**Excerpted text**
☆ ☆ ☆ ☆ ☆ ☆ ☆

On ID "sameness"

Rob Seaman seaman at noao.edu
Wed Feb 5 14:57:10 PST 2003


This is an interesting discussion to those of us in the peanut gallery.
Two comments.

First, Arnold's use case implicitly assumes a one-to-one, or at most,
a one-to-many mapping between derived data products and a raw data set.
There may be several variations of a particular observation:

Event list          SAO:CDA:CXO:2000:primary:acisf02000N001_evt.fits
FITS hi_res image   SAO:CDA:CXO:2000:primary:acisf02000N001_cntr_img2.fits
Jpeg hi_res image   SAO:CDA:CXO:2000:primary:acisf02000N001_cntr_img2.jpg

...but there may also be derived data products that result from two or
more observations.  I won't presume to tell you how to handle this - and
perhaps the answer is already evident to folks who are spending more
than a half hour a week on this discussion - but please make sure this
many-to-many case is supported.

Second, ground based archives are on a fast track, at least at NOAO.
The sociology of ground based optical/IR astronomy is such that our
archives will contain many data sets that were only loosely curated.

☆ ☆ ☆ ☆ ☆ ☆ ☆

**Data supplied**
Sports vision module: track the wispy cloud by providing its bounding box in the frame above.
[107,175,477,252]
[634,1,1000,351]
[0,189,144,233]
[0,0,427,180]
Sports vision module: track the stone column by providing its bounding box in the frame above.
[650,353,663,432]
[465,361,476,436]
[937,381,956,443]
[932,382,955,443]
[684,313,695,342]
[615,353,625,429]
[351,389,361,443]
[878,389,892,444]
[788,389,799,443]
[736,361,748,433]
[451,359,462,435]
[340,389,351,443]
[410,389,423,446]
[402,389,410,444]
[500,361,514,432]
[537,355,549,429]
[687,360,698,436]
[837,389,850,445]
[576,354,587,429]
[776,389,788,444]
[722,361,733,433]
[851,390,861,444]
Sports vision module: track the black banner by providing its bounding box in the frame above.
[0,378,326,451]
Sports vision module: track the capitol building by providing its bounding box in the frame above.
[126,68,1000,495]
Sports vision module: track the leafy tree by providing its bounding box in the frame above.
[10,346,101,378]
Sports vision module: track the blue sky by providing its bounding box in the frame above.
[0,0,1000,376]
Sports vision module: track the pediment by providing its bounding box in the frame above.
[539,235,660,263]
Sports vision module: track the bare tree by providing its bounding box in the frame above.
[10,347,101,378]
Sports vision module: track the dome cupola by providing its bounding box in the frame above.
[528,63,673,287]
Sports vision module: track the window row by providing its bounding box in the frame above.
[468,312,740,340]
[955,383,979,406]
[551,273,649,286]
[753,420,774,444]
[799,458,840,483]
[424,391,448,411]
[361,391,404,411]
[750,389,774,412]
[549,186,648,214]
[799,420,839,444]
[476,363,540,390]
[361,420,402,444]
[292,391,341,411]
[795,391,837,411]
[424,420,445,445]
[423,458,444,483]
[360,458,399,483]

☆ ☆ ☆ ☆ ☆ ☆ ☆

**Work instructions**
1 – From the post on ID "sameness," copy word for word the passage from "First, Arnold's use" up to and including "case is supported.".
2 – Translate this sentence from the post on ID "sameness" into Spanish: "Second, ground based archives are on a fast track, at least at NOAO."
3 – According to the post on ID "sameness," what does Arnold's use case implicitly assume?

**Answers to each task**
1 –
First, Arnold's use case implicitly assumes a one-to-one, or at most,
a one-to-many mapping between derived data products and a raw data set.
There may be several variations of a particular observation:

Event list          SAO:CDA:CXO:2000:primary:acisf02000N001_evt.fits
FITS hi_res image   SAO:CDA:CXO:2000:primary:acisf02000N001_cntr_img2.fits
Jpeg hi_res image   SAO:CDA:CXO:2000:primary:acisf02000N001_cntr_img2.jpg

...but there may also be derived data products that result from two or
more observations.  I won't presume to tell you how to handle this - and
perhaps the answer is already evident to folks who are spending more
than a half hour a week on this discussion - but please make sure this
many-to-many case is supported.

2 – En segundo lugar, los archivos de observaciones desde tierra van por la vía rápida, al menos en NOAO.

3 – It assumes a one-to-one or, at most, a one-to-many mapping between derived data products and a raw data set.